======== DATA FOR THE TASK

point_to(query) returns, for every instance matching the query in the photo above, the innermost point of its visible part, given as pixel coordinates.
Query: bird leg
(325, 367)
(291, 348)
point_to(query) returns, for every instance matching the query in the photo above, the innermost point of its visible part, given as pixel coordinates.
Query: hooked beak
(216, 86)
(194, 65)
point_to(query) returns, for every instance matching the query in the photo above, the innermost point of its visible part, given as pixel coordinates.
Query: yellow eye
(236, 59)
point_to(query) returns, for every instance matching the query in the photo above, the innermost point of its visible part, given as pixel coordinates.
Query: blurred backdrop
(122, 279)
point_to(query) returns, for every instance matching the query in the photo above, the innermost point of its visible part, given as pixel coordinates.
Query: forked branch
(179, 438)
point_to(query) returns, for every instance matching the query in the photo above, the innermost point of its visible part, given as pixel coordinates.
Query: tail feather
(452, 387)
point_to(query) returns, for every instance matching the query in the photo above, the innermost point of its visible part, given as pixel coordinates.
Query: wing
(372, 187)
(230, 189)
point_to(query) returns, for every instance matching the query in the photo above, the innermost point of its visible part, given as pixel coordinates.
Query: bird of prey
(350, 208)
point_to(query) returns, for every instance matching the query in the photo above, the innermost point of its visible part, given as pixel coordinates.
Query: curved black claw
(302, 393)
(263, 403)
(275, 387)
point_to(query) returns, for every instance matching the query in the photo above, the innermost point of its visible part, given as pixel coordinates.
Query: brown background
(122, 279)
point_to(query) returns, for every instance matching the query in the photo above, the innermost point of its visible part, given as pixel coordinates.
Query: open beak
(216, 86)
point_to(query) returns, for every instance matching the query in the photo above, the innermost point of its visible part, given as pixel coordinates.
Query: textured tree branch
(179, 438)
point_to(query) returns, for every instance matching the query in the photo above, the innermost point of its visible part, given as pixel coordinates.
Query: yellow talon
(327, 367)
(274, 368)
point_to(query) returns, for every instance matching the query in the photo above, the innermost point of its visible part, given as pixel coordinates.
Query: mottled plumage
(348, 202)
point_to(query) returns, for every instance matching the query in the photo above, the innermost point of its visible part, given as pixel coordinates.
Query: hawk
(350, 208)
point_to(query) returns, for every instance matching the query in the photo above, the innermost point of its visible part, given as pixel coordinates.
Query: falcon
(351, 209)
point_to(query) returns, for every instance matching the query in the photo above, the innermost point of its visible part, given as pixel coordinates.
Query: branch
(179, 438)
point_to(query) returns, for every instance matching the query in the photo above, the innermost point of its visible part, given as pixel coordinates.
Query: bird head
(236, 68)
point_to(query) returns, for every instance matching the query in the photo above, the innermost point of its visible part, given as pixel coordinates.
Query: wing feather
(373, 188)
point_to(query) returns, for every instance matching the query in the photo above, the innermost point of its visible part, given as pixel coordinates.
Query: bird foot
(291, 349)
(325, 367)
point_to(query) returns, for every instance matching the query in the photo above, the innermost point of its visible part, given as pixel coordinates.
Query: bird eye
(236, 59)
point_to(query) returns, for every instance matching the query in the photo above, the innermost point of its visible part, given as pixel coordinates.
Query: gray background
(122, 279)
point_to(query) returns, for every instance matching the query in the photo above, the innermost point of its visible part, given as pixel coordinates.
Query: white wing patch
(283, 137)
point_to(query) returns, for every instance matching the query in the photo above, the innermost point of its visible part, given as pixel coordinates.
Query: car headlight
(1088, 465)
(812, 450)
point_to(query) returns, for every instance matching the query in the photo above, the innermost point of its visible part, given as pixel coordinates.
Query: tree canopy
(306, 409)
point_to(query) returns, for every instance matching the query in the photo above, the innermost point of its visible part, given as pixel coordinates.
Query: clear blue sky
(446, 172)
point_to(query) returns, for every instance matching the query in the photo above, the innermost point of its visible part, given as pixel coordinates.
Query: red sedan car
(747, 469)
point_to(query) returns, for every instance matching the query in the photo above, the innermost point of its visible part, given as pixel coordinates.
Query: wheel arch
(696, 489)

================

GIVEN REQUEST » Write out every line from the records above, word for word.

RESPONSE TO THIS EXERCISE »
point_to(query) returns, for every instance matching the query in the photo above, the innermost point of its visible part, given as pixel coordinates.
Query: bird leg
(325, 367)
(291, 348)
point_to(query) returns, for every instance matching the query in the photo above, the innermost point of its visible part, given as pixel coordinates.
Query: hooked beak
(216, 86)
(194, 65)
point_to(query) returns, for every instance matching the query in the photo above, the innermost point of its visible part, given as pixel coordinates.
Query: yellow eye
(236, 59)
point_to(query) returns, for every instance matching the query in the photo above, the innermost point of its visible part, given as pixel coordinates.
Query: blurred backdrop
(122, 279)
point_to(query) returns, for every instance matching the query in the photo above, the innermost point of its visible part, given as pixel coordinates.
Query: forked branch
(179, 438)
point_to(query) returns, for every instance matching the query in the photo above, the innermost point of its visible part, given as pixel coordinates.
Query: tail feather
(452, 387)
point_to(query) returns, for every instance matching the query in the photo above, the innermost point of its visible part, given as pixel coordinates.
Query: wing
(372, 187)
(230, 189)
point_to(query) returns, for every instance matching the query in the photo above, the innermost point of its visible part, given as pixel coordinates.
Query: bird of prey
(350, 208)
point_to(query) returns, for every instance matching the query in the photo above, the innermost point of its visible part, given as pixel coordinates.
Query: curved black claw
(302, 393)
(263, 403)
(275, 387)
point_to(query) returns, for every instance matching the query in the photo above, the innermost point of its visible part, given as pixel coordinates.
Query: brown background
(122, 279)
point_to(query) returns, for every instance matching the query in the photo above, the innermost point of its visible part, given as pixel coordinates.
Query: open beak
(216, 86)
point_to(query) returns, for every instance matching the query in the photo above, the innermost point of its visible part, given as pixel coordinates.
Query: textured tree branch
(179, 438)
point_to(query) returns, for every instance matching the query in the photo above, the innermost point of its visible part, given as pixel coordinates.
Query: yellow talon
(327, 367)
(274, 368)
point_to(query) returns, for every instance matching the query in the photo above, the innermost point of its visible part, given as pixel coordinates.
Query: mottled plumage
(348, 202)
point_to(query) returns, for every instance matching the query in the photo above, the innermost point of its visible part, given as pixel coordinates.
Query: hawk
(350, 208)
point_to(query) returns, for every instance matching the query in the photo above, the innermost point of its visible part, given as pixel coordinates.
Query: falcon
(351, 209)
point_to(query) returns, for every instance matching the query in the photo above, the innermost point of its visible part, given as pixel coordinates.
Query: branch
(179, 438)
point_to(query) returns, for every instance matching the query in the photo above, the innermost point of its visible part, given as pixel coordinates.
Query: bird head
(236, 68)
point_to(query) returns, for every instance matching the query in the photo above, the innermost point of its visible part, given as pixel coordinates.
Query: wing feather
(373, 188)
point_to(query) returns, for every instance matching the query in the photo above, the innermost point of its visible part, given as pixel coordinates.
Query: bird foot
(291, 349)
(325, 367)
point_to(query) returns, for every instance matching the query in the photo above, the innermost point of its visible part, given as pixel coordinates.
Query: bird eye
(236, 59)
point_to(query) returns, for every instance matching the query in the photo above, the innermost point of its visible part, given as pixel coordinates.
Query: gray background
(122, 279)
point_to(query) returns, for every instance matching the query in the photo above, the innermost point of its visible part, given as pixel coordinates.
Query: white wing patch
(283, 137)
point_to(query) returns, for every instance matching the query in the photo above, the innermost point of its visible part, given as pixel coordinates.
Query: car headlight
(1088, 465)
(812, 450)
point_to(query) returns, for every instance matching the query in the photo above, the innermost point of its visible part, given as pixel coordinates.
Query: tree canopy
(306, 409)
point_to(query) returns, for every instance matching the query in the photo above, the innermost point of its visible part, given as pixel coordinates.
Query: clear blue sky
(446, 172)
point_to(query) returns, for every instance matching the query in the photo above, the innermost point of its visible part, given as pixel coordinates.
Query: red sedan car
(747, 469)
point_to(query) returns, for every instance matching the query in the photo above, the innermost point of its visible part, given as pixel coordinates.
Query: wheel arch
(696, 489)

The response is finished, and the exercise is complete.